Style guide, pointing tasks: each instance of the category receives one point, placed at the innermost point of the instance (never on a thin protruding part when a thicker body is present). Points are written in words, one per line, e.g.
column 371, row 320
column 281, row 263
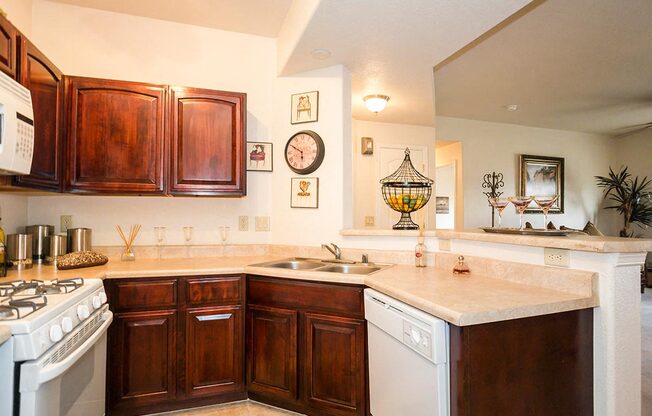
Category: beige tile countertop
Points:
column 458, row 299
column 473, row 298
column 5, row 334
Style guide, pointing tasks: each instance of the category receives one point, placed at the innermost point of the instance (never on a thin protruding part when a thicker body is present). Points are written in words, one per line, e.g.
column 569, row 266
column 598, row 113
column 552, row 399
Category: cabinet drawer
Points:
column 145, row 294
column 304, row 295
column 213, row 290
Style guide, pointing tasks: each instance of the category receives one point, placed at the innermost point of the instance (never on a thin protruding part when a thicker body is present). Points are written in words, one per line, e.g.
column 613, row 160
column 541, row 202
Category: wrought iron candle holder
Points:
column 406, row 191
column 492, row 181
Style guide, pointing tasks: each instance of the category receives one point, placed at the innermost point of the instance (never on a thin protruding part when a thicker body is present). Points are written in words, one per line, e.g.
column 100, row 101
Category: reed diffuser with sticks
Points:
column 128, row 254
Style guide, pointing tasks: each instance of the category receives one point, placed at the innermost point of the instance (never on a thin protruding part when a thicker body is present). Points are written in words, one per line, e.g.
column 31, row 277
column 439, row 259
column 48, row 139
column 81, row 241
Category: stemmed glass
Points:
column 187, row 235
column 224, row 233
column 160, row 236
column 499, row 204
column 545, row 202
column 521, row 203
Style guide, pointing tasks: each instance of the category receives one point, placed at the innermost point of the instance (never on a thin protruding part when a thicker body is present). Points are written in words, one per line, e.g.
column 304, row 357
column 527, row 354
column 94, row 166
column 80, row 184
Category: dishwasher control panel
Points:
column 417, row 338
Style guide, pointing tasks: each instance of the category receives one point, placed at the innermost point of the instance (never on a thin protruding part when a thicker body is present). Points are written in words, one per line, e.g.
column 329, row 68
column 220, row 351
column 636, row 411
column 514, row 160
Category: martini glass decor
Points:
column 545, row 202
column 521, row 203
column 499, row 204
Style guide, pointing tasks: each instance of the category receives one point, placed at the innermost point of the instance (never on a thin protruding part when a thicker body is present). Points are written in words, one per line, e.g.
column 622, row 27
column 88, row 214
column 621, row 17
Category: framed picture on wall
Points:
column 260, row 156
column 542, row 176
column 305, row 107
column 304, row 193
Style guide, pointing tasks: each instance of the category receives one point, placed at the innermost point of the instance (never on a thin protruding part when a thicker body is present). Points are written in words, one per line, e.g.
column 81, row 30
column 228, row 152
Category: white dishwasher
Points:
column 408, row 359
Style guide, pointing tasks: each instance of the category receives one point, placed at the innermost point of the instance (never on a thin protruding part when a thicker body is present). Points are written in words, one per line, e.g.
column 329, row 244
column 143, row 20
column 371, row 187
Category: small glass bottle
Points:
column 420, row 253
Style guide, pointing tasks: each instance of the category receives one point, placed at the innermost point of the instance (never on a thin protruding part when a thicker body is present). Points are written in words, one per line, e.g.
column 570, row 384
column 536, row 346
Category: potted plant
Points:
column 631, row 197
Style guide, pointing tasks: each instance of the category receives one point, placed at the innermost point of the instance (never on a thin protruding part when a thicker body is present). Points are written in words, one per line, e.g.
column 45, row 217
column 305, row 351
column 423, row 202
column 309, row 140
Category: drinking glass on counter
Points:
column 545, row 202
column 499, row 204
column 224, row 233
column 187, row 235
column 521, row 203
column 160, row 236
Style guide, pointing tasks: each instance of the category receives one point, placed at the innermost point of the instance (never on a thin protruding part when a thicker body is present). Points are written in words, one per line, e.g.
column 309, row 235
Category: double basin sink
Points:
column 329, row 266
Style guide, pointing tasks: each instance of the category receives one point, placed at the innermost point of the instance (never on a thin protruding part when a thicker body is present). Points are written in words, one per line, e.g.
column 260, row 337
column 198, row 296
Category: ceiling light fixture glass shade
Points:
column 376, row 102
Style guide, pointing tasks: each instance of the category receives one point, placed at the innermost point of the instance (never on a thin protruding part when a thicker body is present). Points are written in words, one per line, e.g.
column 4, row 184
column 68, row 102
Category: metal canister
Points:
column 19, row 251
column 39, row 234
column 79, row 239
column 57, row 244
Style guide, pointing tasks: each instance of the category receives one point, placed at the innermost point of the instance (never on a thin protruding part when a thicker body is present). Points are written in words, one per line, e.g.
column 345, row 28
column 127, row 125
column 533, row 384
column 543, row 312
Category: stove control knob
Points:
column 56, row 333
column 82, row 312
column 66, row 324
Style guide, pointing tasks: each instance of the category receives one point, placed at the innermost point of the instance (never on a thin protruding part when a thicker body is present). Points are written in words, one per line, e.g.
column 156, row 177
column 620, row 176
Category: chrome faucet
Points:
column 334, row 251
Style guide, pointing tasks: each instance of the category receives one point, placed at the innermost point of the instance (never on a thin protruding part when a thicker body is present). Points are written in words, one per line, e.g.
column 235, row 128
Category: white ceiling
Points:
column 582, row 65
column 257, row 17
column 391, row 46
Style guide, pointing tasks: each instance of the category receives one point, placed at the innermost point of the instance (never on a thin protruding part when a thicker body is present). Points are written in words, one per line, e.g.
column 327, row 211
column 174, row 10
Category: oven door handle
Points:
column 33, row 374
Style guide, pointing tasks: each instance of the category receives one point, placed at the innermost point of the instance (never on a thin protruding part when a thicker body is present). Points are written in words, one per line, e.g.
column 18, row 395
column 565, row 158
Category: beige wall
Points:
column 365, row 186
column 635, row 152
column 491, row 147
column 103, row 44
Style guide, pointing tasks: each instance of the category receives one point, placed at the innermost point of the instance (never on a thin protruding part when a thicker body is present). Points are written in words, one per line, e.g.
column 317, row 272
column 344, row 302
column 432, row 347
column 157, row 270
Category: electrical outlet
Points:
column 262, row 223
column 556, row 257
column 243, row 223
column 65, row 223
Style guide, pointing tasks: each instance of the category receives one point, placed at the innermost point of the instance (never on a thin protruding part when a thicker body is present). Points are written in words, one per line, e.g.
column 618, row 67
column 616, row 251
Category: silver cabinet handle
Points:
column 217, row 317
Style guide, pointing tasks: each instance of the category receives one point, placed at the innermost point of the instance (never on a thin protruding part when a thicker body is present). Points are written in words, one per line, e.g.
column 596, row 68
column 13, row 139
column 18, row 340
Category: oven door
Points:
column 69, row 379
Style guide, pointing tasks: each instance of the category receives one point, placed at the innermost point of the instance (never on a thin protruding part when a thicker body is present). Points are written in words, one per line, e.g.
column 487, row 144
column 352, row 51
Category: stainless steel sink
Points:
column 350, row 268
column 329, row 266
column 295, row 263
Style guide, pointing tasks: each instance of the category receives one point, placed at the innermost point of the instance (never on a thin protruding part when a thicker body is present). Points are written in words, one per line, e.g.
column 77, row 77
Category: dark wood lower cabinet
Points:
column 306, row 346
column 539, row 366
column 143, row 357
column 334, row 364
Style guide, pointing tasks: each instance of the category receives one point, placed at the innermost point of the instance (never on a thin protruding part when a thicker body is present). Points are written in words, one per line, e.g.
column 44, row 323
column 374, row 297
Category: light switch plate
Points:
column 243, row 223
column 262, row 223
column 65, row 223
column 556, row 257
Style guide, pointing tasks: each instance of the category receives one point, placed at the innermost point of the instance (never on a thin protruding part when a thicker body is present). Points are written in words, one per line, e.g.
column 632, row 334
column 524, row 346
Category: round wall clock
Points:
column 304, row 152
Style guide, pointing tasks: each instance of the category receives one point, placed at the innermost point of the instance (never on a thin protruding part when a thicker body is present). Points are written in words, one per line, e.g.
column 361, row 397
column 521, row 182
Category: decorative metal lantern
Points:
column 406, row 191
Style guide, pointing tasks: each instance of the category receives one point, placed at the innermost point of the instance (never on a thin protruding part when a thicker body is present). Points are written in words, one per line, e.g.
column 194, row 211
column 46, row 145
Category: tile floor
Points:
column 243, row 408
column 646, row 338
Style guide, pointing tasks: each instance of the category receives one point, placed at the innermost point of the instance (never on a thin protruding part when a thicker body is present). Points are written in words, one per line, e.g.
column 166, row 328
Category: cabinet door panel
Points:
column 334, row 364
column 207, row 140
column 7, row 47
column 214, row 350
column 45, row 82
column 272, row 352
column 142, row 359
column 115, row 136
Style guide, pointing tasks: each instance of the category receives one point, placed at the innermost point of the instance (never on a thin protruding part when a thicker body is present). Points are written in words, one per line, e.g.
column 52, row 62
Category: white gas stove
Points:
column 55, row 325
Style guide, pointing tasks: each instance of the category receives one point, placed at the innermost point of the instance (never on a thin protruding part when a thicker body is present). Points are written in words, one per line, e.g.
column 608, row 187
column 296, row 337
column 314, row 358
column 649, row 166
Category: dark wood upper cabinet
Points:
column 214, row 351
column 116, row 133
column 8, row 53
column 207, row 142
column 45, row 82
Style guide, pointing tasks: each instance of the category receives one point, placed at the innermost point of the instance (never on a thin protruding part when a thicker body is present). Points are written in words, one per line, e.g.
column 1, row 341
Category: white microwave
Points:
column 16, row 127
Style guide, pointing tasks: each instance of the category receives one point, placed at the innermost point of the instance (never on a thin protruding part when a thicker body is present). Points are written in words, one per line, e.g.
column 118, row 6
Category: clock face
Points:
column 304, row 152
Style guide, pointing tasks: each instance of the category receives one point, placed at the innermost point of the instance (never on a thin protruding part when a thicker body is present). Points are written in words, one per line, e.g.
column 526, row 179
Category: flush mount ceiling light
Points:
column 376, row 102
column 320, row 54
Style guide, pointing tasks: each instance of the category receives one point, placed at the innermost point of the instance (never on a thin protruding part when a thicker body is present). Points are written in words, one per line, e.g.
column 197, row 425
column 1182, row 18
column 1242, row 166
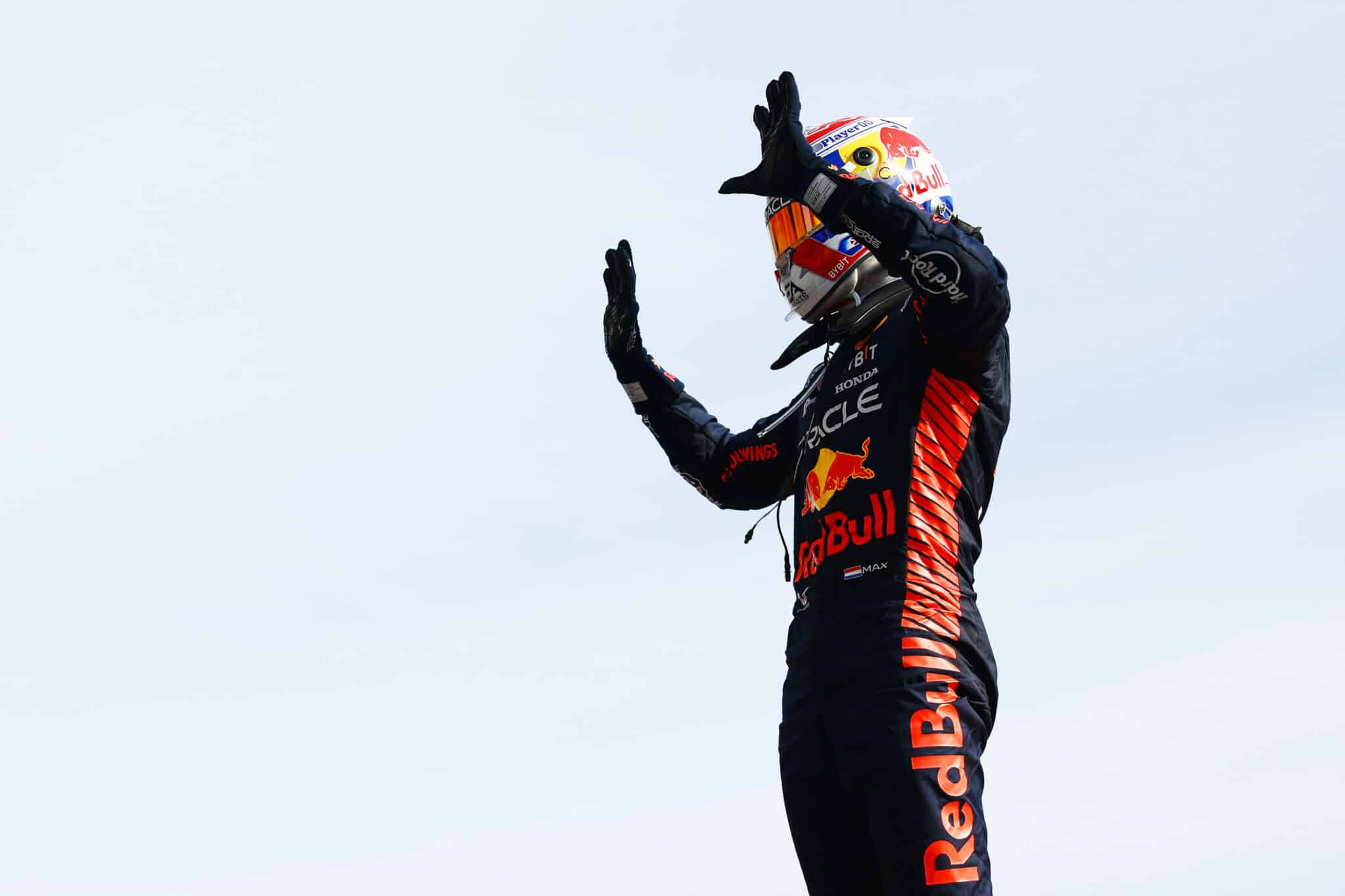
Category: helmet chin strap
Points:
column 881, row 296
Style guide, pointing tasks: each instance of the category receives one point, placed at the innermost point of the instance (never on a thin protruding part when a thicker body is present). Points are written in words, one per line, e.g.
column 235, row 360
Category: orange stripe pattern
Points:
column 934, row 597
column 790, row 226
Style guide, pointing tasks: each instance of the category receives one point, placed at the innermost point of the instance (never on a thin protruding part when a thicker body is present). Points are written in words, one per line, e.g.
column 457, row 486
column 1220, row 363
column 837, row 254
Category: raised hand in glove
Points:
column 640, row 377
column 789, row 165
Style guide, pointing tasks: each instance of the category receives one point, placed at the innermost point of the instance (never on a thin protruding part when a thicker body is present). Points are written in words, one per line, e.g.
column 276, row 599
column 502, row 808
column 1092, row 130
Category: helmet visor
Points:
column 790, row 223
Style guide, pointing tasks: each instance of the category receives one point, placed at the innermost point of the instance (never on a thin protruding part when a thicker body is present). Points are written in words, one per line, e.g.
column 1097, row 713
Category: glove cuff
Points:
column 827, row 192
column 646, row 383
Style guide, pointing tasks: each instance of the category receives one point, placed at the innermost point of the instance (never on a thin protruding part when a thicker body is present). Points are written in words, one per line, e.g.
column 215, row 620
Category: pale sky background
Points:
column 334, row 561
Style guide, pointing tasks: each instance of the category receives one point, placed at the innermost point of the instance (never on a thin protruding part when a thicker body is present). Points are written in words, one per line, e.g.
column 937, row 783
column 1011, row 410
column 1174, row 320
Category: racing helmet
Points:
column 820, row 270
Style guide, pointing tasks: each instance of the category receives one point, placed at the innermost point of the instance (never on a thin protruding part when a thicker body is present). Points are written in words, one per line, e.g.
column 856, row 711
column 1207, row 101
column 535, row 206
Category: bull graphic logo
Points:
column 830, row 475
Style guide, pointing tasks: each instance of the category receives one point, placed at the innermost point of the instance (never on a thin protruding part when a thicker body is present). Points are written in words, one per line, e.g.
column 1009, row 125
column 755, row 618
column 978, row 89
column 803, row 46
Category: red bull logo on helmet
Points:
column 831, row 473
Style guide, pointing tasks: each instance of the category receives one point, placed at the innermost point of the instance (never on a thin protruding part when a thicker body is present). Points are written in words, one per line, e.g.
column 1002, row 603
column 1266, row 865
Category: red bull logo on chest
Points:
column 831, row 473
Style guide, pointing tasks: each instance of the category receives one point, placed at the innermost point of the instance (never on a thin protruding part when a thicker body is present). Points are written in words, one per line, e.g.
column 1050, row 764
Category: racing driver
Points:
column 889, row 453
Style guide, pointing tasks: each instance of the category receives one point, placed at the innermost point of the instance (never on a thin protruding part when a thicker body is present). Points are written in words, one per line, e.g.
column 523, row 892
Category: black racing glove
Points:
column 789, row 167
column 645, row 382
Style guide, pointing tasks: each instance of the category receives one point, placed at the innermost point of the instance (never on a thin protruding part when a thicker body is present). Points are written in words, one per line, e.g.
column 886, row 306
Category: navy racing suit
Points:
column 889, row 454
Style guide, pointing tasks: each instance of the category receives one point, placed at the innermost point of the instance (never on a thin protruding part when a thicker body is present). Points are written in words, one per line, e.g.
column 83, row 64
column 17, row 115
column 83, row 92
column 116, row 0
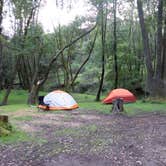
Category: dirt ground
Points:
column 87, row 138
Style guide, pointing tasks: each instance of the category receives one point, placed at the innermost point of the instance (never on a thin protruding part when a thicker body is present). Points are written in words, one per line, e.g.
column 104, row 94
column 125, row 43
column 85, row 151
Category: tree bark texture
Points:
column 156, row 85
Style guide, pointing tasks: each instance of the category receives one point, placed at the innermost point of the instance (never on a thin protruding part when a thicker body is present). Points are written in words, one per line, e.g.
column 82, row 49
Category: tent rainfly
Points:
column 58, row 100
column 124, row 94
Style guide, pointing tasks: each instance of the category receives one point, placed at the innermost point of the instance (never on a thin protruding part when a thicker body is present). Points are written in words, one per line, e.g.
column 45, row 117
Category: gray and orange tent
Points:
column 58, row 100
column 124, row 94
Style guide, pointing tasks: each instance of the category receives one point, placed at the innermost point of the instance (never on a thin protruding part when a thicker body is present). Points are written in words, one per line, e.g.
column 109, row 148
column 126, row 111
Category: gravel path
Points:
column 87, row 138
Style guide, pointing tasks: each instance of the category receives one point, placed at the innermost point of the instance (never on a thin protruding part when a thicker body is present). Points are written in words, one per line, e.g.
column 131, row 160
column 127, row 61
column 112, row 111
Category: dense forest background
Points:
column 119, row 44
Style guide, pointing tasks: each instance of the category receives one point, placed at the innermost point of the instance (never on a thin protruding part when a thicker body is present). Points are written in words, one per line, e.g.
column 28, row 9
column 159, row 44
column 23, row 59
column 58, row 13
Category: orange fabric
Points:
column 126, row 95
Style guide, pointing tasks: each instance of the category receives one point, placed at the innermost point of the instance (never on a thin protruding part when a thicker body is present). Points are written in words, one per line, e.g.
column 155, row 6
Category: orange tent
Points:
column 124, row 94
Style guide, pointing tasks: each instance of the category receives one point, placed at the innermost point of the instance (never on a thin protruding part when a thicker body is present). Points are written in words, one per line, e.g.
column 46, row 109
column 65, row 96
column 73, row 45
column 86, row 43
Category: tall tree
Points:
column 156, row 83
column 115, row 45
column 103, row 24
column 1, row 44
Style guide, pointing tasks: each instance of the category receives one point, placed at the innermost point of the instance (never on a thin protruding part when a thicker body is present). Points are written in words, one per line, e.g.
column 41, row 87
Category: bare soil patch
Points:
column 87, row 138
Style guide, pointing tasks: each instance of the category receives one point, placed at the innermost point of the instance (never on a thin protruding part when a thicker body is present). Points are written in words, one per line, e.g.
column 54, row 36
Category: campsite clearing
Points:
column 85, row 138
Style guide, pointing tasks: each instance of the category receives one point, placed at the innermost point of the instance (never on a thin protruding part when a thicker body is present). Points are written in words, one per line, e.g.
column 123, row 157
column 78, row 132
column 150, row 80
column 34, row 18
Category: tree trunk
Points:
column 5, row 98
column 115, row 47
column 1, row 45
column 103, row 33
column 145, row 40
column 33, row 94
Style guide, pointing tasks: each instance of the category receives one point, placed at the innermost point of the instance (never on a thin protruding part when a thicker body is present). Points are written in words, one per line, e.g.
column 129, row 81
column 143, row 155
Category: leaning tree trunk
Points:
column 1, row 18
column 33, row 94
column 103, row 35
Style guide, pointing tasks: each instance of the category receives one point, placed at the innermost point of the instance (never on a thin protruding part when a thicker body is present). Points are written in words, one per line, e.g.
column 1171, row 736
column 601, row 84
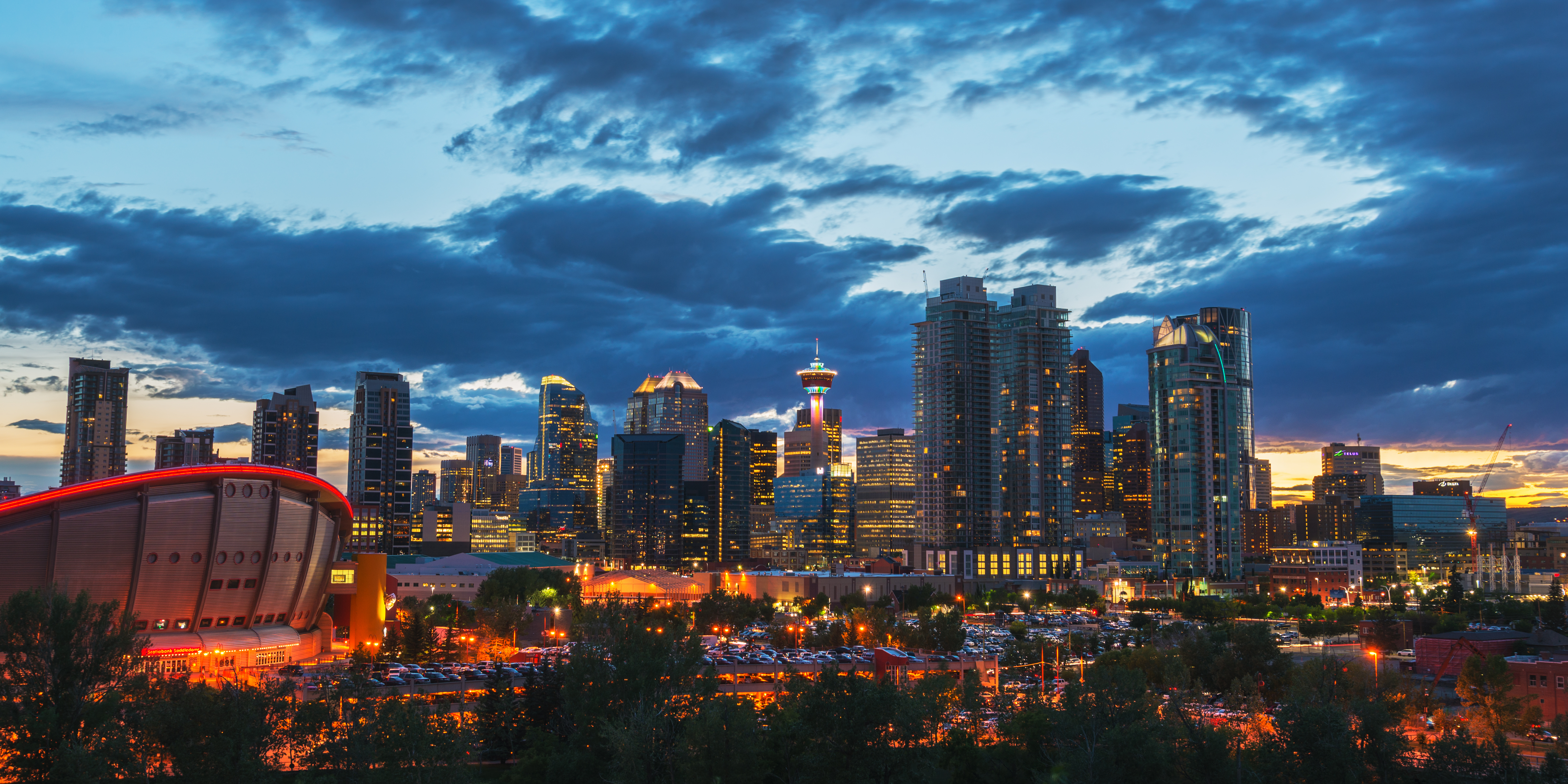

§

EXERCISE BRIEF | Switch "Style guide" to "House rules" in the data, starting at the beginning and going on through the line with "column 492, row 181". Give those lines back otherwise unchanged, without the pictures.

SOLVED EXERCISE |
House rules, pointing tasks: each instance of the category receives one point, placed at the innermost point of the instance (never on a thin protruding part when a thicker body is present). Points are written in words, one per line, e.g.
column 371, row 320
column 281, row 263
Category: beige tile countertop
Points:
column 458, row 299
column 473, row 298
column 5, row 334
House rules, pointing tasks: each instance of the category receives one point, placed at the innermost point of the instance (never on a thin protruding part when a thicker body is present). Points are written in words, one per line, e.g.
column 569, row 266
column 598, row 113
column 552, row 399
Category: cabinet drawer
Points:
column 145, row 294
column 304, row 295
column 213, row 290
House rules, pointing tasks: each instance of the category receives one point, placed at the innermost point of the instance (never on a thin protruding part when a thicker body is present). Points are written in words, one per line, e.g.
column 613, row 160
column 541, row 202
Category: wrought iron candle holder
Points:
column 406, row 191
column 492, row 181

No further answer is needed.